_ENTRIES SUPPLIED_.

########################################

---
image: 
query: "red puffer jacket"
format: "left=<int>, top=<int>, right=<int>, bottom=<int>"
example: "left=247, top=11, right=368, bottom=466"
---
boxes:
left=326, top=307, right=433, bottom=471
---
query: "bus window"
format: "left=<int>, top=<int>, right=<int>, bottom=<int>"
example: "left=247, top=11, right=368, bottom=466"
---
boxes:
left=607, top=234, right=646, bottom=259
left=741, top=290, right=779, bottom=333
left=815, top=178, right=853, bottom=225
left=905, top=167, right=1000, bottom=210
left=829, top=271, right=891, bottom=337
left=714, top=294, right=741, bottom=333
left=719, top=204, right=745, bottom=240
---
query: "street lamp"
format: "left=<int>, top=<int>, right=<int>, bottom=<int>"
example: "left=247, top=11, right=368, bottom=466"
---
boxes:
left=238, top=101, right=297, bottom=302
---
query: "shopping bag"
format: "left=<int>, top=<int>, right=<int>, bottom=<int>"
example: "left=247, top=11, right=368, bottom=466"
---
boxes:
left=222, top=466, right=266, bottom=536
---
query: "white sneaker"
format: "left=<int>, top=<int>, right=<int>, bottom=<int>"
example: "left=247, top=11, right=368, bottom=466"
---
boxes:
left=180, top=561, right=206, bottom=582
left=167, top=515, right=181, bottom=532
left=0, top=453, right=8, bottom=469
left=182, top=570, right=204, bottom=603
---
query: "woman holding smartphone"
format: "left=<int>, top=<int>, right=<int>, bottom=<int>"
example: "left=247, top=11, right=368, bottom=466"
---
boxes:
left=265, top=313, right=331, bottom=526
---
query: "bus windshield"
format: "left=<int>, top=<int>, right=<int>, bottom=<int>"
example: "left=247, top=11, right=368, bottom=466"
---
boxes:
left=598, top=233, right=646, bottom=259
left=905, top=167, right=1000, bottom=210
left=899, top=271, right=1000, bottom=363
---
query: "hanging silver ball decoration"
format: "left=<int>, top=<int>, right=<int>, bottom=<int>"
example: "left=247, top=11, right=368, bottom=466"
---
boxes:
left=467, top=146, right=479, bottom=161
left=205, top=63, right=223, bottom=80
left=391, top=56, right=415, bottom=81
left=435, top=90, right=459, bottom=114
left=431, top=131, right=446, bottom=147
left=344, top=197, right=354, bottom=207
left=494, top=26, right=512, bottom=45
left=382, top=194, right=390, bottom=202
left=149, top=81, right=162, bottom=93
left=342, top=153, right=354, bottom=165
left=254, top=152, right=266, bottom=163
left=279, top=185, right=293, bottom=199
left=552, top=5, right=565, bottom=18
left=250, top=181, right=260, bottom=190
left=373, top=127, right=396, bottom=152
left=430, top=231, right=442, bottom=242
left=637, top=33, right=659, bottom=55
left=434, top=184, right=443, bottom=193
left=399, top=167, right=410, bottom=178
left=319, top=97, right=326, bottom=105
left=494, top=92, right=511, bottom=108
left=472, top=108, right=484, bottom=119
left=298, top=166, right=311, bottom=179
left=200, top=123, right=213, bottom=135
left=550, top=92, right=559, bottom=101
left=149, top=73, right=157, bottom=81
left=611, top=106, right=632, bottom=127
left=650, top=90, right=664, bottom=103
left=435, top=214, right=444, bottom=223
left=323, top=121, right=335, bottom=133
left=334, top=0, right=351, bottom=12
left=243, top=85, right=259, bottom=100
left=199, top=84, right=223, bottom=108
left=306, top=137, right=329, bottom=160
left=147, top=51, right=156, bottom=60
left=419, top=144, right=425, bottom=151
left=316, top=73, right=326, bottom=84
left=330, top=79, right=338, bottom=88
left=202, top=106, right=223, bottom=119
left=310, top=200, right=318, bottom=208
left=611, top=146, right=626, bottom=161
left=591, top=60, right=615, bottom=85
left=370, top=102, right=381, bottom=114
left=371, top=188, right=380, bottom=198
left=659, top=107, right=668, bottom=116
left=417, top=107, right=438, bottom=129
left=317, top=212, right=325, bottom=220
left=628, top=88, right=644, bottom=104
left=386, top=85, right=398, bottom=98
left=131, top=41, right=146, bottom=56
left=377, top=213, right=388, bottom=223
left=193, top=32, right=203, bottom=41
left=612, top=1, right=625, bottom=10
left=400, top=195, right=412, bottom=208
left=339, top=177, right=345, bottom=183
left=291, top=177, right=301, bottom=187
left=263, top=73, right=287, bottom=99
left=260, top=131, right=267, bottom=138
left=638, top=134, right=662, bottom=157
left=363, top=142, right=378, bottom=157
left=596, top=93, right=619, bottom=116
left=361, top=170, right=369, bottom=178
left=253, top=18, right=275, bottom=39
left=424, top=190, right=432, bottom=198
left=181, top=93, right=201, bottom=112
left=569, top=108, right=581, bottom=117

########################################

_WORK TO BE COMPLETED_. Look over the listing and return each line that holds "query".

_RESULT OF THE TASK_.
query: "red puffer jacket"
query: "bus window"
query: "street lamp"
query: "shopping bag"
query: "white sneaker"
query: "woman holding smartphone"
query: "bus windshield"
query: "hanging silver ball decoration"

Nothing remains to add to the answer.